**Passage:**
--- Start ---

I am a bit lost trying to insert my data in a specific scenario from an excel sheet into 4 tables, using SSIS.
Each row of my excel sheet needs to be split into 3 tables. The identity column value then needs to be inserted into a 4th mapping table to hold the relationship. How do I achieve this efficiently using SSIS 2008?
Note in the below example, its fixed that both col4 and 5 go into 3rd table.
Here is data example
Excel
col1 col2 col3 col4 col5
a b c d 3
a x c y 5
Table1
PK col
1 a
2 a
Table2
PK col1 col2
1 b c
2 x c
Table3
PK Col
1 d
2 3
3 y
4 5
Map_table
PK Table1_ID Table2_ID Table3_ID
1 1 1 1
2 1 1 2
2 2 2 3
2 2 2 4
I am fine even if just a SQL based approach is suggested, as I do not ave any mandate to use SSIS only. Additional challenge is that in table 2, if a same data row exists, I want to use that ID in the map table, instead of inserting duplicate rows!

--- End ---

**Task to carry out:** Please continue the forum post about loading Excel rows into four tables, starting right after its final sentence. The records that follow are separate from the forum post above.

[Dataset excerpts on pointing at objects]
--- Start ---

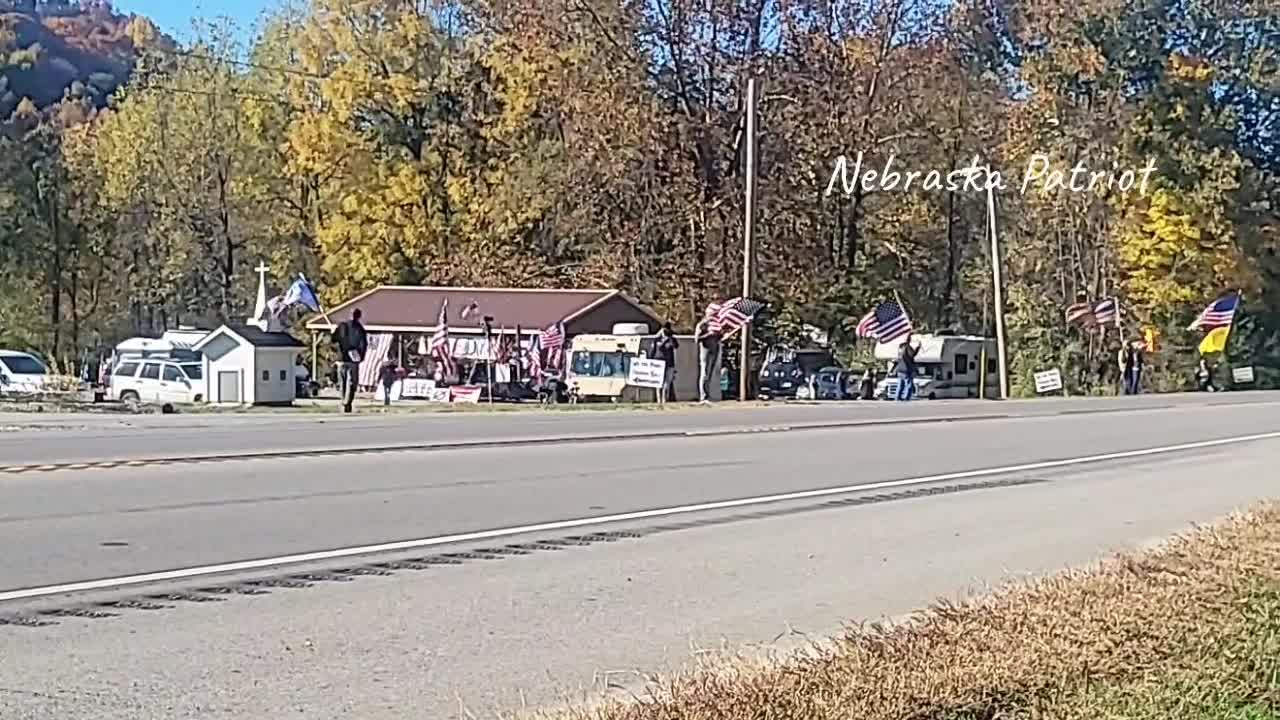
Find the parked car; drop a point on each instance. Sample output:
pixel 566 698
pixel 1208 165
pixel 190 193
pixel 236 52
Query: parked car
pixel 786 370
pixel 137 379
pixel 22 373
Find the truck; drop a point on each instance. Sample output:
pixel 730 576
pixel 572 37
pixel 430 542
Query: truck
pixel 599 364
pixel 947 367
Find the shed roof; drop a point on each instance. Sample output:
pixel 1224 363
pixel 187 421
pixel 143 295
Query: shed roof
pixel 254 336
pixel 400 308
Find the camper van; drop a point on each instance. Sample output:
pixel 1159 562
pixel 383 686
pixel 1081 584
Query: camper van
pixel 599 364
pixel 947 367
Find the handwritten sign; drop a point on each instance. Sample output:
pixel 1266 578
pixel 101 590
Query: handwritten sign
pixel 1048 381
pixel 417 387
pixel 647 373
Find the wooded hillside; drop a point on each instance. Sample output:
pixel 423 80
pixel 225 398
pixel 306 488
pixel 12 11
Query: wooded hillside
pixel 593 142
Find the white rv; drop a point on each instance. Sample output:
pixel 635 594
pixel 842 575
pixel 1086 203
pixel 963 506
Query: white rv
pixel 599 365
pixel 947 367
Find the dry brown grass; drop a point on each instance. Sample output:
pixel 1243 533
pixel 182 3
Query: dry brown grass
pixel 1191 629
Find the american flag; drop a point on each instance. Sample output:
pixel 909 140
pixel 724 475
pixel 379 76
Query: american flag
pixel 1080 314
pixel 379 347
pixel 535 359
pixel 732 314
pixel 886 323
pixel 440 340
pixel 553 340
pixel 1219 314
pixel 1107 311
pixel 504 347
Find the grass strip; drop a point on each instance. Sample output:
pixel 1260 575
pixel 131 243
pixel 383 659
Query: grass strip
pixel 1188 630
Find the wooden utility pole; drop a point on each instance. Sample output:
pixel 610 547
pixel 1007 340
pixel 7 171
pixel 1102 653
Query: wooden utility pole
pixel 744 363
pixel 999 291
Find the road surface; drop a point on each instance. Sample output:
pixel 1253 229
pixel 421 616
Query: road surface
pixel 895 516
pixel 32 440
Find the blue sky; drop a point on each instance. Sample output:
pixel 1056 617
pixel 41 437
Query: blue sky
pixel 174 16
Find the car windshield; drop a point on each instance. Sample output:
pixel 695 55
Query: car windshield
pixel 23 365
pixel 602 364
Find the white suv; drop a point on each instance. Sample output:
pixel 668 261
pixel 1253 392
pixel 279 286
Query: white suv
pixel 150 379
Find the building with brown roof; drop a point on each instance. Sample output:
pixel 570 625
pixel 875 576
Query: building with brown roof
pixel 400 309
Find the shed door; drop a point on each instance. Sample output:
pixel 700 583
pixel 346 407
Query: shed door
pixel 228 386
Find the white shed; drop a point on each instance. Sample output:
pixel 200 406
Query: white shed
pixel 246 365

--- End ---

**Output:**
Multicast is the component you are looking for. This component takes an input source and DUPLICATE it as many output. You can, in that scenario, have an Excel source and duplicate the flow to insert the data into your Table1, Table2 and Table3.
Now, the tricky part is getting back those identities into your Map_Table. Either you dont use IDENTITY and use some other means (like a GUID, or an incremental counter of your own that you would setup as a derived column before the multicast) or you use the ##IDENTITY to retrive the last inserted identity. Using ##IDENTITY sounds like a pain to me for your current scenario, but that's up to you. If the data is not that huge, I would go for a GUID.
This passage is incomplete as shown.